Problem requirements >> The answer must restate every entry below word for word.

[[ Input, beginning ]]

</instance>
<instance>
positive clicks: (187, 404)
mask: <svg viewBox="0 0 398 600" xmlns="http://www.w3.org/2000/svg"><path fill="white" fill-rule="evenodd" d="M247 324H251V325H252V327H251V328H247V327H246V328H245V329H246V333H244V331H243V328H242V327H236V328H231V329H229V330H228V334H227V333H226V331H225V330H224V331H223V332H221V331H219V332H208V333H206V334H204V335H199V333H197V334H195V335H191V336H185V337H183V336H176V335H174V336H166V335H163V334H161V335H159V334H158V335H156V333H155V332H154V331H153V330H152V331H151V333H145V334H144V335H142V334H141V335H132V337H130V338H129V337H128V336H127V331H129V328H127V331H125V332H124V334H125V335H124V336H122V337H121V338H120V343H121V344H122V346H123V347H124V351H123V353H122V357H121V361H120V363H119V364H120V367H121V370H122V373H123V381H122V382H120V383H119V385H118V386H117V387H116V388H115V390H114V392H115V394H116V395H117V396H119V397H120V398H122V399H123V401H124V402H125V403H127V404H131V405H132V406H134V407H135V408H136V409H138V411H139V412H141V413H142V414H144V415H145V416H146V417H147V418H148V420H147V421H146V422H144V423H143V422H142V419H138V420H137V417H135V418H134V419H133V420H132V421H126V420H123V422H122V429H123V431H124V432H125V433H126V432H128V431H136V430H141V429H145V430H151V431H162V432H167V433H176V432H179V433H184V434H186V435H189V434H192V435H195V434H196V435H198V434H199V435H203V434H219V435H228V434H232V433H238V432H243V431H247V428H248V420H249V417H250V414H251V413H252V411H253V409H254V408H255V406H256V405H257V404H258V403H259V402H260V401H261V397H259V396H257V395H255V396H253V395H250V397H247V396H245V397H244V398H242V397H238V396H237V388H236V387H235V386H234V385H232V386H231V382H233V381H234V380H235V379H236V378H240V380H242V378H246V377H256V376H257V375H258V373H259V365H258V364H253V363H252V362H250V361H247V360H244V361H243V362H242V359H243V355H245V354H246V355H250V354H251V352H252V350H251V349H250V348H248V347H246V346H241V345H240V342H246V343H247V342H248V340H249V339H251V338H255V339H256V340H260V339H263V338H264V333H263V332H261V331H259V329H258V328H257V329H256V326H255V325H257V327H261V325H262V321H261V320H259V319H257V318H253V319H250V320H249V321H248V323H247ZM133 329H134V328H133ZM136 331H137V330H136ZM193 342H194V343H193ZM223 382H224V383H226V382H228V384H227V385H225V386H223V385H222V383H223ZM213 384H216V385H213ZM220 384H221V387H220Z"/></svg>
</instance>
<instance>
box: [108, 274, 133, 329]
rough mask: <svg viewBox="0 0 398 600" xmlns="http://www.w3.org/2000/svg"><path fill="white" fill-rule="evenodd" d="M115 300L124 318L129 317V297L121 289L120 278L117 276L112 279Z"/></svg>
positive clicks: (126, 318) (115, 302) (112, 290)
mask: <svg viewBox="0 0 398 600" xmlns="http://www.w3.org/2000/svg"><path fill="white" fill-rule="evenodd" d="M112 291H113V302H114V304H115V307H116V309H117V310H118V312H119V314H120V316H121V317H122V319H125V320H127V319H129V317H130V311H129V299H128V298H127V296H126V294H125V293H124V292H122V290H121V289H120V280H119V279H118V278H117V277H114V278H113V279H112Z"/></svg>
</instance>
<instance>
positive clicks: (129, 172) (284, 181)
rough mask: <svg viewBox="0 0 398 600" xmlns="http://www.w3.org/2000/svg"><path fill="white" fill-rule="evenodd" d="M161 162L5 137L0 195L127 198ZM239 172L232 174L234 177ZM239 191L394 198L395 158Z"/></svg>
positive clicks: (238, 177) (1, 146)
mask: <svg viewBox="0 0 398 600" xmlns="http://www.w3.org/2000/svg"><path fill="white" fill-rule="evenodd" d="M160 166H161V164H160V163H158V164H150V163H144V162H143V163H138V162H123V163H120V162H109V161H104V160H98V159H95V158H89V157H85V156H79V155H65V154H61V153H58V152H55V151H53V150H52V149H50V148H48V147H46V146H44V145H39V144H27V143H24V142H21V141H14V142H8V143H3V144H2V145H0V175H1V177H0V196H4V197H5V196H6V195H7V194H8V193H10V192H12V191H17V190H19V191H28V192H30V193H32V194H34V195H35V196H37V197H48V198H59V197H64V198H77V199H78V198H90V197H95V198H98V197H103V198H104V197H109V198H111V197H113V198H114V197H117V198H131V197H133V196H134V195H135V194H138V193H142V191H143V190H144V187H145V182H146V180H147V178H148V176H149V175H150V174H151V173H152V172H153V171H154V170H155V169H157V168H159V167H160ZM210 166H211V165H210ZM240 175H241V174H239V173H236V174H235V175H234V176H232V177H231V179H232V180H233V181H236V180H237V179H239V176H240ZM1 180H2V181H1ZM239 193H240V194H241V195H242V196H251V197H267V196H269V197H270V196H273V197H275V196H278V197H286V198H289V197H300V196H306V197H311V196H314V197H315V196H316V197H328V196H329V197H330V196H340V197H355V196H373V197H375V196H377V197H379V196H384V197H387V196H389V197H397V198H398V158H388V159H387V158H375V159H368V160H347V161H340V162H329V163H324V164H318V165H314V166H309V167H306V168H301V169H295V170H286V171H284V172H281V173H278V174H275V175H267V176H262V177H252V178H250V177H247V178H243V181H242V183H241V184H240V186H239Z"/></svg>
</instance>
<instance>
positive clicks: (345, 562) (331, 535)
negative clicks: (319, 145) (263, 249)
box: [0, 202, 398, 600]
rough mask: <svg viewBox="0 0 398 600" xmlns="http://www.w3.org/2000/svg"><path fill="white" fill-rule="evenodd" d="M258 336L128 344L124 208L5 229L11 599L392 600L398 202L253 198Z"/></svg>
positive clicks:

[[ Input, end ]]

Reply to the exercise >>
</instance>
<instance>
positive clicks: (187, 404)
mask: <svg viewBox="0 0 398 600" xmlns="http://www.w3.org/2000/svg"><path fill="white" fill-rule="evenodd" d="M247 324H251V325H252V327H251V328H247V327H246V328H245V329H246V333H244V331H243V328H242V327H236V328H231V329H229V330H228V334H227V333H226V331H225V330H224V331H223V332H221V331H219V332H208V333H206V334H204V335H199V333H197V334H195V335H191V336H185V337H183V336H176V335H174V336H166V335H163V334H161V335H159V334H158V335H156V333H155V332H154V331H153V330H152V331H151V333H145V334H144V335H142V334H141V335H132V337H130V338H129V337H128V336H127V331H129V328H127V331H125V332H124V334H125V335H124V336H122V337H121V338H120V343H121V344H122V346H123V347H124V351H123V353H122V357H121V361H120V363H119V364H120V367H121V370H122V373H123V381H122V382H120V383H119V385H118V386H117V387H116V388H115V390H114V392H115V394H116V395H117V396H119V397H120V398H122V399H123V401H124V402H125V403H127V404H131V405H132V406H134V407H135V408H136V409H138V411H139V412H141V413H142V414H144V415H145V416H146V417H147V418H148V420H147V421H146V422H144V423H143V422H142V419H138V420H137V417H135V418H134V419H133V420H132V421H126V420H123V422H122V429H123V431H124V432H125V433H126V432H128V431H136V430H141V429H145V430H151V431H162V432H167V433H176V432H179V433H184V434H186V435H189V434H192V435H195V434H196V435H198V434H199V435H203V434H219V435H228V434H232V433H238V432H243V431H247V428H248V420H249V417H250V414H251V413H252V411H253V409H254V408H255V406H256V405H257V404H258V403H259V402H260V401H261V397H259V396H257V395H255V396H253V395H250V397H247V396H245V397H244V398H242V397H238V396H237V388H236V387H235V386H234V385H232V386H231V382H233V381H234V380H235V379H236V378H240V380H242V378H246V377H256V376H257V375H258V373H259V365H258V364H253V363H252V362H250V361H247V360H244V361H243V362H242V359H243V355H245V354H246V355H250V354H251V352H252V350H251V349H250V348H248V347H246V346H241V345H240V342H246V343H247V342H248V340H249V339H251V338H255V339H256V340H260V339H263V338H264V333H263V332H261V331H259V329H258V328H257V329H256V326H255V325H257V327H261V325H262V321H261V320H259V319H257V318H253V319H250V320H249V321H248V323H247ZM133 329H134V328H133ZM136 331H137V330H136ZM193 342H194V343H193ZM223 382H224V383H226V382H228V384H227V385H225V386H223V385H222V383H223ZM213 384H216V385H213ZM220 384H221V387H220Z"/></svg>
</instance>
<instance>
box: [108, 274, 133, 329]
rough mask: <svg viewBox="0 0 398 600" xmlns="http://www.w3.org/2000/svg"><path fill="white" fill-rule="evenodd" d="M115 300L124 318L129 317V297L121 289L120 278L117 276L112 279Z"/></svg>
positive clicks: (126, 318) (115, 302) (112, 290)
mask: <svg viewBox="0 0 398 600" xmlns="http://www.w3.org/2000/svg"><path fill="white" fill-rule="evenodd" d="M112 291H113V302H114V304H115V307H116V309H117V310H118V312H119V314H120V316H121V317H122V319H125V320H127V319H129V317H130V311H129V299H128V298H127V296H126V294H125V293H124V292H122V290H121V289H120V280H119V279H118V278H117V277H114V278H113V279H112Z"/></svg>
</instance>
<instance>
positive clicks: (129, 172) (284, 181)
rough mask: <svg viewBox="0 0 398 600" xmlns="http://www.w3.org/2000/svg"><path fill="white" fill-rule="evenodd" d="M161 162L5 137L0 195L127 198ZM239 172L232 174L234 177ZM239 191L394 198L395 158Z"/></svg>
positive clicks: (238, 177) (1, 146)
mask: <svg viewBox="0 0 398 600" xmlns="http://www.w3.org/2000/svg"><path fill="white" fill-rule="evenodd" d="M160 166H161V164H160V163H158V164H150V163H144V162H143V163H138V162H123V163H120V162H109V161H104V160H98V159H95V158H89V157H85V156H79V155H65V154H61V153H58V152H55V151H53V150H52V149H50V148H48V147H46V146H44V145H39V144H27V143H24V142H21V141H14V142H8V143H3V144H2V145H0V175H1V177H0V196H4V197H5V196H6V195H7V194H8V193H10V192H12V191H17V190H19V191H28V192H30V193H32V194H34V195H35V196H37V197H48V198H59V197H64V198H77V199H78V198H90V197H95V198H98V197H103V198H104V197H109V198H111V197H113V198H114V197H117V198H131V197H133V196H134V195H135V194H138V193H142V191H143V190H144V187H145V182H146V180H147V178H148V176H149V175H150V174H151V173H152V172H153V171H154V170H155V169H157V168H159V167H160ZM210 166H211V165H210ZM240 175H241V174H239V173H236V174H235V175H234V176H232V177H231V179H232V180H233V181H236V180H237V179H239V176H240ZM1 180H2V181H1ZM239 193H240V194H241V195H242V196H251V197H267V196H269V197H270V196H273V197H275V196H278V197H286V198H289V197H300V196H306V197H311V196H314V197H315V196H316V197H328V196H329V197H330V196H340V197H355V196H373V197H375V196H377V197H379V196H384V197H387V196H389V197H397V198H398V158H388V159H387V158H375V159H368V160H347V161H340V162H329V163H324V164H318V165H314V166H309V167H306V168H301V169H295V170H286V171H284V172H281V173H278V174H275V175H267V176H262V177H252V178H250V177H247V178H243V181H242V183H241V184H240V186H239Z"/></svg>
</instance>
<instance>
positive clicks: (345, 562) (331, 535)
negative clicks: (319, 145) (263, 249)
box: [0, 202, 398, 600]
rough mask: <svg viewBox="0 0 398 600" xmlns="http://www.w3.org/2000/svg"><path fill="white" fill-rule="evenodd" d="M258 336L128 344L124 208L5 229L11 599L392 600L398 202L253 198Z"/></svg>
positive clicks:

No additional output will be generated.